EXERCISE PROMPT: Put the lines of the items below into a numbered list, leaving out blank lines and the pictures.
____ SUPPLIED DATA
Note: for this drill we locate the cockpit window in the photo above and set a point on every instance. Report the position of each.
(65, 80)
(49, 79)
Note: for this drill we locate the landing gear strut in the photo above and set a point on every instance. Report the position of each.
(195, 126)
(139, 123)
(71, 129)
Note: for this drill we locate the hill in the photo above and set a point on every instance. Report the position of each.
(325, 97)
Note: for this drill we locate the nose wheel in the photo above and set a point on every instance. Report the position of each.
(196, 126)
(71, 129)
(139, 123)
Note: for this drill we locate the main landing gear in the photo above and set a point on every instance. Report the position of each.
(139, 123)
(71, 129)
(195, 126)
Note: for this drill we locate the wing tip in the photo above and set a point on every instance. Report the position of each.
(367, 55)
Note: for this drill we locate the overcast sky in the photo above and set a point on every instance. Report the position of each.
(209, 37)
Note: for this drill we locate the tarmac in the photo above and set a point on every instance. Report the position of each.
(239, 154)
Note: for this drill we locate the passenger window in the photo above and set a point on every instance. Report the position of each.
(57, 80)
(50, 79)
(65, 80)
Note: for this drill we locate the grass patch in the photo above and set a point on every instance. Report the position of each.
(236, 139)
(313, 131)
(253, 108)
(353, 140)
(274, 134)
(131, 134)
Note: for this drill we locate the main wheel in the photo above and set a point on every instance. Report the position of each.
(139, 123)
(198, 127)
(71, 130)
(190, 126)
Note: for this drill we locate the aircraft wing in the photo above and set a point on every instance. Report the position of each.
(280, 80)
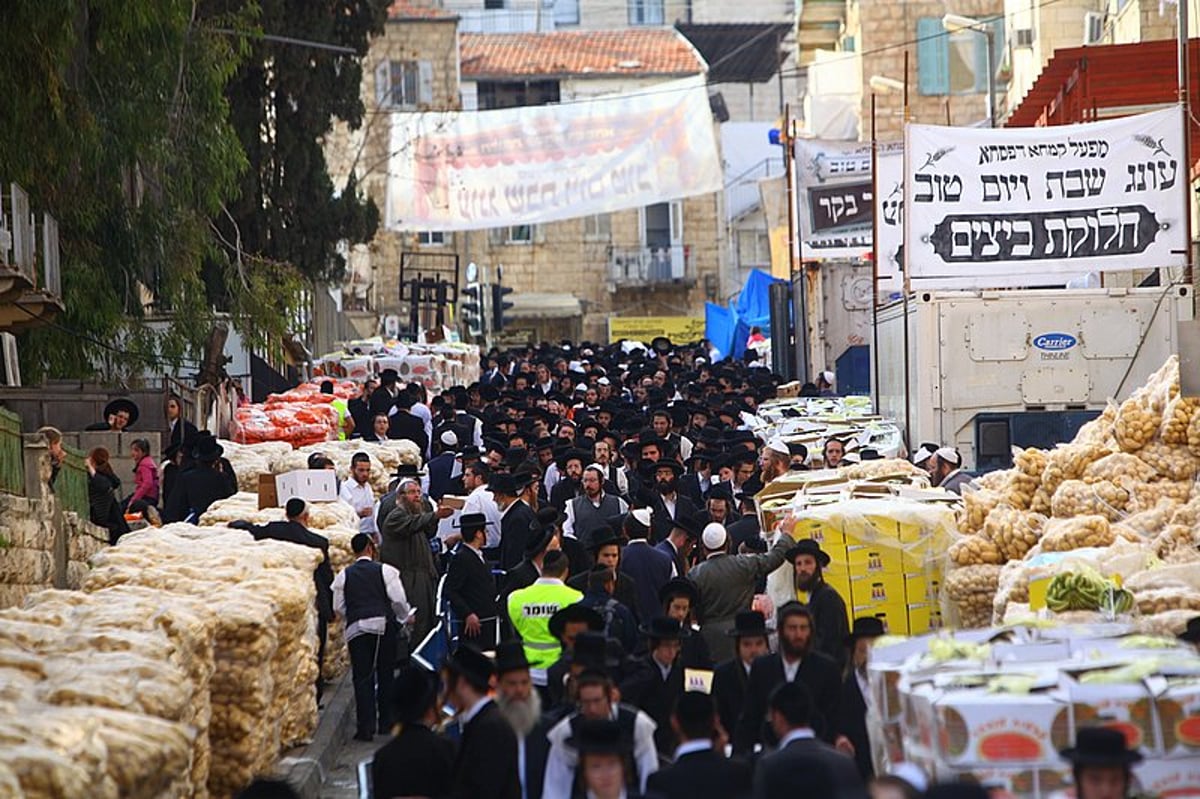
________
EXERCISE RESULT:
1. Note: for this drill we locate the cockpit window in the photo above and set a point on every instance. Report the position of each.
2. (65, 80)
3. (49, 79)
4. Note: for this drill we locate the landing gear strut in the photo above and set a point on every instance. Report the position of each.
5. (195, 126)
6. (139, 123)
7. (71, 129)
8. Note: for this drill we locate the hill in the photo above and set a point on every instance. Report the position of each.
9. (325, 97)
10. Note: for this drill we locate the nose wheel in the photo above and set a point on every instance. Report the position of each.
11. (196, 126)
12. (71, 129)
13. (139, 123)
14. Note: for this drill we locate the main landing gear in the photo above and set a point on every instance. Report the position of each.
15. (139, 123)
16. (71, 129)
17. (195, 126)
18. Note: for this drill we locate the wing tip in the photo above and set a point on every instance. Report the position of each.
19. (367, 55)
20. Note: for this drill we locate the overcast sky in the photo above and set a point on every instance. Report the position of each.
21. (209, 37)
22. Note: for this drill we locate the tarmac in the photo above and set a point on every instance. Report the position of each.
23. (239, 154)
24. Note: for this drill we locate the passenger window in the photo above and set a point on every instance. Report the position of each.
25. (57, 80)
26. (50, 79)
27. (65, 80)
28. Note: for this drill we locate the grass patch in the photo above and set a point on every instance. Report the position of each.
29. (236, 139)
30. (313, 131)
31. (253, 108)
32. (353, 140)
33. (274, 134)
34. (131, 134)
35. Note: for this drill we locate the main wheel in the photo above and set a point on every instance. Report the position of each.
36. (139, 123)
37. (198, 127)
38. (71, 130)
39. (190, 126)
40. Note: for this drill we locate the aircraft wing in the photo above and set a point on every instance. Report the position of each.
41. (280, 80)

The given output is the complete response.